**Directive a:**
Show every line of the entries below that contains the string "wiper", treating uppercase and lowercase as different.

**Selected text:**
After Duke City extended its lead to 31-20 with 1:02 left in the third quarter on a Clifton Rhodes touchdown run, the Bandits responded with a touchdown drive of their own. After an unsportsmanlike conduct penalty gave the Bandits a third and 21 situation from their own 8, Liam Nadler completed a screen pass to Darren Miller that went for 39 yards and gave Sioux City first and goal from the Duke City three.
Miller scored on a 3-yard run on the next play to trim the Duke City lead to 31-27 with 12:42 left in the game.
This is Duke City’s first title in their four-year history. They defeated Wichita (44-39) and Texas (41-28) in the playoffs.

**Directive b:**
Answer these questions from the football passage above, one answer per line, each marked to match its question:
(i) Whose touchdown run put Duke City ahead 31-20?
(ii) How long was Miller's scoring run?
(iii) Which two teams did Duke City defeat in the playoffs?

**Stored rows:**

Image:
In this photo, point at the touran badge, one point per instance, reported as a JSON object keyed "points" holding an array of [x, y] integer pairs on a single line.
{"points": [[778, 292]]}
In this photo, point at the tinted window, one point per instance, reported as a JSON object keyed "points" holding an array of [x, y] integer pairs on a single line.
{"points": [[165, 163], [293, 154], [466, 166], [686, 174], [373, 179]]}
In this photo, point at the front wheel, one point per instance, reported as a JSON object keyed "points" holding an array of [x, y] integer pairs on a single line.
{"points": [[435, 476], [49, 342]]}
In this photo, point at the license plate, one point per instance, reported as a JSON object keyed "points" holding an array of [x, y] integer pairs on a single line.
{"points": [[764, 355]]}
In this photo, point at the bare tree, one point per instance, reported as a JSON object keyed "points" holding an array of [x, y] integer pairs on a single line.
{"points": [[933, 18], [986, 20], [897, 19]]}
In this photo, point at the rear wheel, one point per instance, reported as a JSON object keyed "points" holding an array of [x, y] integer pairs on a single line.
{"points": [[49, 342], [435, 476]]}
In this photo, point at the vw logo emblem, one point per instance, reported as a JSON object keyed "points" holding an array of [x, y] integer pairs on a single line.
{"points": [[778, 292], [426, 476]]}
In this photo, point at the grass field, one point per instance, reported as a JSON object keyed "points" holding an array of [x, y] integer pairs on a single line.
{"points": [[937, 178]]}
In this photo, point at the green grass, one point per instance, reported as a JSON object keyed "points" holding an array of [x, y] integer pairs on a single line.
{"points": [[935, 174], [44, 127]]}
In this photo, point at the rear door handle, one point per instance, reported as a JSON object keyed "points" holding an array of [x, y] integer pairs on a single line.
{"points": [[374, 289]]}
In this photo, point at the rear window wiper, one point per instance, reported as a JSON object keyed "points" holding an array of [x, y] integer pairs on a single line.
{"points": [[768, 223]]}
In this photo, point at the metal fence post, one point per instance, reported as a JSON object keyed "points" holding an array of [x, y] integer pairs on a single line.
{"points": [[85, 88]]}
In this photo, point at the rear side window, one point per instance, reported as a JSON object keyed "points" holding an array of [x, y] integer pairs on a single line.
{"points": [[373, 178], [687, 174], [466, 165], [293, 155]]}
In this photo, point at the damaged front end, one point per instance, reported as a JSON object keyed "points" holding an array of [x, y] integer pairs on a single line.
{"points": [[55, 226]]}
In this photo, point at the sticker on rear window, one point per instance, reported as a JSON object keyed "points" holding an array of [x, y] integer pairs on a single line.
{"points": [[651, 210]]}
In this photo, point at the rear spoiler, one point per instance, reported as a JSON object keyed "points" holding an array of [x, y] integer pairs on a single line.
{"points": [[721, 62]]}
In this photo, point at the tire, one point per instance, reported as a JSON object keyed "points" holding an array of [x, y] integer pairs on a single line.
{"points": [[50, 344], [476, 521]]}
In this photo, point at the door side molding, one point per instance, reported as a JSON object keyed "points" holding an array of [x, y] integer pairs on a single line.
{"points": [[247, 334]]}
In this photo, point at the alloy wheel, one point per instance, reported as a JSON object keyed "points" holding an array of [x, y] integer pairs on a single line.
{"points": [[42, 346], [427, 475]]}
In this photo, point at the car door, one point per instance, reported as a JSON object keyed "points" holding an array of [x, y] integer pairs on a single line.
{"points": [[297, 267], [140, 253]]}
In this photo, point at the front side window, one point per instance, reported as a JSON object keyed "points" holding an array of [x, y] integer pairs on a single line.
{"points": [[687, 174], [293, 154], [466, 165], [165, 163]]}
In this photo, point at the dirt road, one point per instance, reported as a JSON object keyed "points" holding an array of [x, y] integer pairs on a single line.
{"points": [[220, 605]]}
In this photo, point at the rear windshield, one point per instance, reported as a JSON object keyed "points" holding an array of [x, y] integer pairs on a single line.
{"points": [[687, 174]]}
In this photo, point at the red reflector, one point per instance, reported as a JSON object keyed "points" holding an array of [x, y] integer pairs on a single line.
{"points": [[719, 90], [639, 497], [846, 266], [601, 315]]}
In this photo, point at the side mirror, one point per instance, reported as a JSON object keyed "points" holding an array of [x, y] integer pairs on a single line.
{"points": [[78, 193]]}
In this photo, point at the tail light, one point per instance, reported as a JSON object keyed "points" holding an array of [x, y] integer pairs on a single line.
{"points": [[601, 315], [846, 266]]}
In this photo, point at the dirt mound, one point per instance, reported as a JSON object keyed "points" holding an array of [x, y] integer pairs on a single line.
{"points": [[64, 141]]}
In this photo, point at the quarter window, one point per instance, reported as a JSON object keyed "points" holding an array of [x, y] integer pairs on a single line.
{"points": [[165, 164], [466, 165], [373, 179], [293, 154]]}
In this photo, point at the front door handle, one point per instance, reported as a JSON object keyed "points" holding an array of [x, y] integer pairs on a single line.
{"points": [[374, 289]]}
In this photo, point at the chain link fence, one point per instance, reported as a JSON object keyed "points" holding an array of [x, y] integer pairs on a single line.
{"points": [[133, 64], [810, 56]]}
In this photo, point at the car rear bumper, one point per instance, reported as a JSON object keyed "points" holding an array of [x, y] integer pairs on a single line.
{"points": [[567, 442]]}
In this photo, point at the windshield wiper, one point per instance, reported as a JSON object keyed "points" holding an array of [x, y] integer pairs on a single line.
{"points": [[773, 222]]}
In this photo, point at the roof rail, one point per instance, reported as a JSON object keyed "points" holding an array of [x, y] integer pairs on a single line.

**Expected output a:**
In this photo, point at the rear window wiper, one point per instance, reported as a JSON object keyed "points" holding an array of [x, y] integer pairs on a single line.
In this photo, point at the windshield wiper, one point per instance, reported as a JSON object keyed "points" holding an array of [x, y] integer pairs on a single line.

**Expected output b:**
(i) Clifton Rhodes
(ii) 3 yards
(iii) Wichita and Texas